Directive
Skip the pictures. Copy all the rest of the records down exactly.
--- START OF Excerpted records ---
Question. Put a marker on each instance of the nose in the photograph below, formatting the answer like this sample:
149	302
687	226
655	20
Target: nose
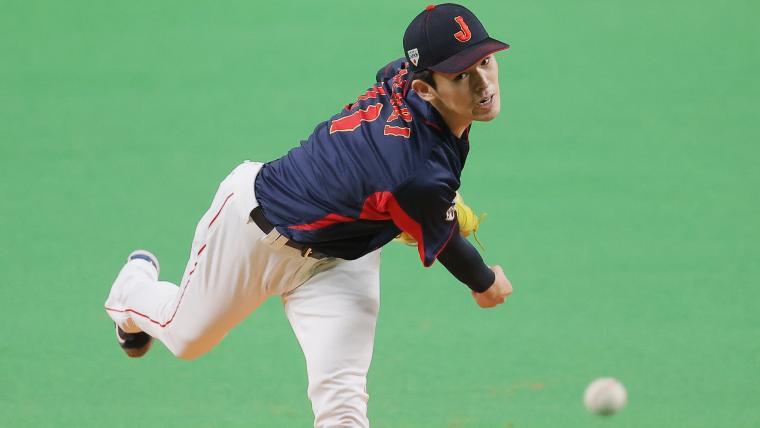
480	80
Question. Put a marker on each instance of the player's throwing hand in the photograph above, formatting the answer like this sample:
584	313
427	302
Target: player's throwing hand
497	293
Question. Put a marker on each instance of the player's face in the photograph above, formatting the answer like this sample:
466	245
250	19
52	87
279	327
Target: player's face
470	95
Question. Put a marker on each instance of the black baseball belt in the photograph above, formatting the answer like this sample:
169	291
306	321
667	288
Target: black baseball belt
258	217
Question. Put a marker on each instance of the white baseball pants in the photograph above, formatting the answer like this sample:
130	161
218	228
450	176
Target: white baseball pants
332	304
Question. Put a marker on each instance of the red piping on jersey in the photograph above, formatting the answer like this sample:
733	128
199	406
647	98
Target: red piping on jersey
187	283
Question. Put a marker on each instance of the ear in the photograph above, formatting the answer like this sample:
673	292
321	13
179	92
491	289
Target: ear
424	90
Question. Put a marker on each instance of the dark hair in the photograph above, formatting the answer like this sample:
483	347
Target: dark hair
424	75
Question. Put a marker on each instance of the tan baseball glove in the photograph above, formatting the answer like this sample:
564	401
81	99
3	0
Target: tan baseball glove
468	222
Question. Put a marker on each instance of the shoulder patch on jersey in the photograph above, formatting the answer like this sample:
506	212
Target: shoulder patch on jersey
414	56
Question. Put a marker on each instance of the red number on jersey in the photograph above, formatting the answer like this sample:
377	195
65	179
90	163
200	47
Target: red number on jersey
355	119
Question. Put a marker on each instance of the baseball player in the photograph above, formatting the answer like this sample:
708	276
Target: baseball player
308	227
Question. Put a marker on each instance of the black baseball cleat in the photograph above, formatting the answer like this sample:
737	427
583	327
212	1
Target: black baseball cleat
134	344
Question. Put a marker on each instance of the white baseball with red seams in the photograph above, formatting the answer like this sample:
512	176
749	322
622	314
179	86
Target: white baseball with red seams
605	396
332	304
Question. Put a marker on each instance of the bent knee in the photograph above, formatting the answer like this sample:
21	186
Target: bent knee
191	348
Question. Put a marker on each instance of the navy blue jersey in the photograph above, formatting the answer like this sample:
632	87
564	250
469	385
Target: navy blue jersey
384	164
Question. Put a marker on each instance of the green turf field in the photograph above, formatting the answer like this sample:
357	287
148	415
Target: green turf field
620	181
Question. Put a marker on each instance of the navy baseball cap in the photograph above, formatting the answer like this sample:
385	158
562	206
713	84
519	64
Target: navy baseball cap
447	38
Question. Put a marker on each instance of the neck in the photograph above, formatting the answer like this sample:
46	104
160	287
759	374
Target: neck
455	124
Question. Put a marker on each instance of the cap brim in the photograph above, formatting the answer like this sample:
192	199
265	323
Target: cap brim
463	60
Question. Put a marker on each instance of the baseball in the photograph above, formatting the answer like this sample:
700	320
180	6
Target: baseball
605	396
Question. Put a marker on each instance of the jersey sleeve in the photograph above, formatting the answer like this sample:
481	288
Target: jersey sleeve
425	210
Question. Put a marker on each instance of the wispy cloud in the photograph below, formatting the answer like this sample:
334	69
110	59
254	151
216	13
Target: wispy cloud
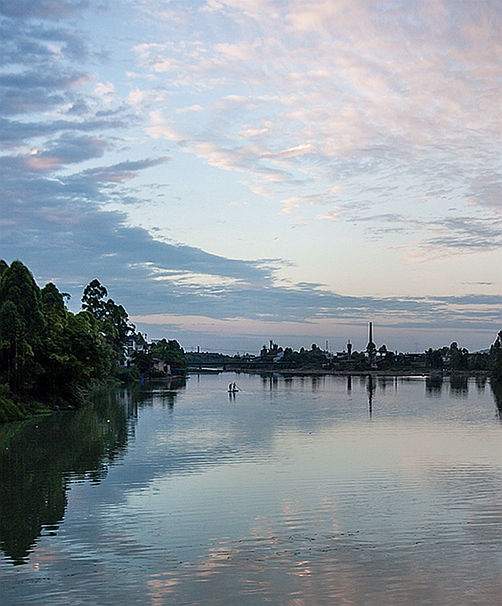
384	119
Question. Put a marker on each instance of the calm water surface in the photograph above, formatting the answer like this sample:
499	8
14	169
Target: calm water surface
303	491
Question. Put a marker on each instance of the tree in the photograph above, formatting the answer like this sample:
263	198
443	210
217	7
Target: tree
93	299
112	318
22	327
496	356
170	352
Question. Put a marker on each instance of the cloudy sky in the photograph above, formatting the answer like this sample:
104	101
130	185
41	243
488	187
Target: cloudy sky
244	170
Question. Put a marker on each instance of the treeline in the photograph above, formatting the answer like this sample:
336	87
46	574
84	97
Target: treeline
49	356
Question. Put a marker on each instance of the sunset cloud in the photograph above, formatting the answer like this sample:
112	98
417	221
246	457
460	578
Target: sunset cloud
373	129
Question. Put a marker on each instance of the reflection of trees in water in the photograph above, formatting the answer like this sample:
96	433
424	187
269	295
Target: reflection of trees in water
459	385
39	458
497	395
434	384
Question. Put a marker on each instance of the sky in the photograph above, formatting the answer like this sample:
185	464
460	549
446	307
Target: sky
245	170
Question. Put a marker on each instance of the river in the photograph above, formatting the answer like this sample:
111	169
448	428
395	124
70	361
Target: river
294	491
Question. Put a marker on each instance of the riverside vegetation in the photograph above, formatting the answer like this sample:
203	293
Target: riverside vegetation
51	358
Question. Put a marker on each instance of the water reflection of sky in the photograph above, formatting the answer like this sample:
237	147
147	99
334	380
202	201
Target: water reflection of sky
290	491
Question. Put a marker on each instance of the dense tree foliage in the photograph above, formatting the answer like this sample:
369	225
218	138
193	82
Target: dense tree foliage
52	356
--- END OF Excerpted records ---
Response for this exercise
Question. Put a marker on each instance of the nose in the photograph below, formatting the answer like this sample:
149	302
687	226
655	20
Target: nose
480	80
Question. Put a marker on each instance of the player's throwing hand in the photograph above, formatting the answer like this sample:
584	313
427	302
Target: player's throwing hand
497	293
Question. Put a marker on each instance of the player's face in the photograph above, formatting the answer like this sample:
466	245
250	19
52	87
279	327
Target: player's face
470	95
Question. Put a marker on each instance of the black baseball belt in the photograph above, formatting the answer like this sample:
169	291
306	321
667	288
Target: black baseball belt
258	217
Question. Put a marker on each instance of the white baseball pants in the photograph above, formatting the answer like this sample:
130	161
218	228
450	176
Target: white baseball pants
332	304
Question. Put a marker on each instance of the red piping on jersey in the photograph above, formatting the answer like this sample:
733	128
199	406
647	98
Target: red piping on jersey
187	283
Question. Put a marker on each instance of the ear in the photograph above, formatting the answer like this sample:
673	292
321	13
179	92
491	289
Target: ear
424	90
Question. Put a marker on each instance of the dark hair in the photograph above, formatting the answer like this sample:
483	347
Target: dark hair
424	75
Question. Put a marker on each instance of the tan baseball glove in the photograph above, formatting the answer like this sample:
564	401
81	99
3	0
Target: tan baseball glove
468	222
Question. Put a marker on each instance of the shoulder patch on jersey in the photograph above, formatting the answer like this sample:
506	212
Target: shoulder patch on jersey
414	56
Question. Put a marker on each instance of the red number on jersey in the photograph above, formatting the answer like this sample:
377	195
65	179
90	163
200	47
Target: red number on jersey
355	119
Question. Put a marker on each instance of the baseball player in the photograph above, formatting the answer like this sample:
708	276
Target: baseball player
308	227
Question. Put a marker on each instance of the black baseball cleat in the photograph above, formatting the answer like this sample:
737	427
583	327
212	1
Target: black baseball cleat
134	344
Question. Put a marker on each instance of the white baseball with red seams in the photograph above, formatting the answer like this sample:
512	176
749	322
622	314
179	86
Target: white baseball with red seams
605	396
332	304
Question. Put a marker on each instance of the bent knee in the photograph above, formatting the answer like this sample:
21	186
Target: bent knee
191	348
Question. Put a marker on each instance of the navy blue jersey in the photograph above, formatting the answer like this sample:
632	87
564	250
469	385
Target: navy blue jersey
384	164
Question. Put a marker on each instance of the green turf field in the photograph above, formatting the answer like this sample:
357	287
148	415
Target: green turf field
620	181
Question. Put a marker on each instance of the navy baseball cap in the photograph above, formatting the answer like this sample:
385	158
562	206
713	84
519	64
Target: navy baseball cap
447	38
Question. Put a marker on each instance of the neck in the photograph above, formatting the answer like this sample:
46	104
160	287
759	374
Target: neck
455	124
Question. Put a marker on each instance of the cap brim in the photograph above, formatting the answer like this sample:
192	199
265	323
Target: cap brim
463	60
Question. Put a marker on each instance of the baseball in the photograph above, formatting the answer like this sample:
700	320
180	6
Target: baseball
605	396
Question. Put a marker on each instance of the jersey sleeve in the photograph above, formatting the answer like this sample:
481	288
Target: jersey sleeve
425	210
Question. Put a marker on each instance of the wispy cloud in the photograph below, formatting the answer like this sample:
334	69
110	59
254	151
216	13
Target: wispy cloud
384	119
Question. Put a marker on each instance of the calm water surface in the photograph above, formatting the answer like this sample:
499	8
14	169
Target: calm water surface
303	491
Question. Put a marker on each instance of the tree in the photograph above, formatting the answer like this sample:
263	198
443	210
217	7
Target: tree
93	299
112	318
22	327
496	356
170	352
Question. Put a marker on each instance of the cloudy sky in the photograph above, formatting the answer like this sample:
104	101
130	185
41	243
488	187
Target: cloudy sky
244	170
Question. Put a marker on each instance of the treeline in the photograph above, formatting the answer like this sample:
336	87
46	574
84	97
Target: treeline
49	356
Question. Put a marker on each instance of the sunset cloud in the photograph above, formatting the answer like this sample:
112	98
417	221
246	457
460	578
Target: sunset cloud
373	129
Question. Put a marker on each instance of the reflection of trees in water in the photograph above, formatting the answer like this sample:
96	433
424	187
269	295
Target: reflection of trees in water
459	385
39	458
497	395
434	384
Question. Put a marker on each instance of the sky in the photograph above, formatting the answer like this sample:
185	464
460	549
446	307
Target: sky
245	170
Question. Put a marker on each instance of the river in the photograph above, formatting the answer like this sample:
111	169
448	428
395	124
70	361
Target: river
294	491
Question. Put a marker on each instance of the riverside vegetation in the photograph above, formatting the answer like this sample:
203	293
Target: riverside vegetation
51	358
Question. Put a marker on each instance of the water reflection of sky in the photograph above, formatting the answer like this sample:
237	147
147	99
334	380
202	201
Target: water reflection of sky
290	491
Question. Put a marker on each instance of the dense tree foliage in the photograph above, formatting the answer like this sample:
369	225
218	138
193	82
Target: dense tree foliage
52	356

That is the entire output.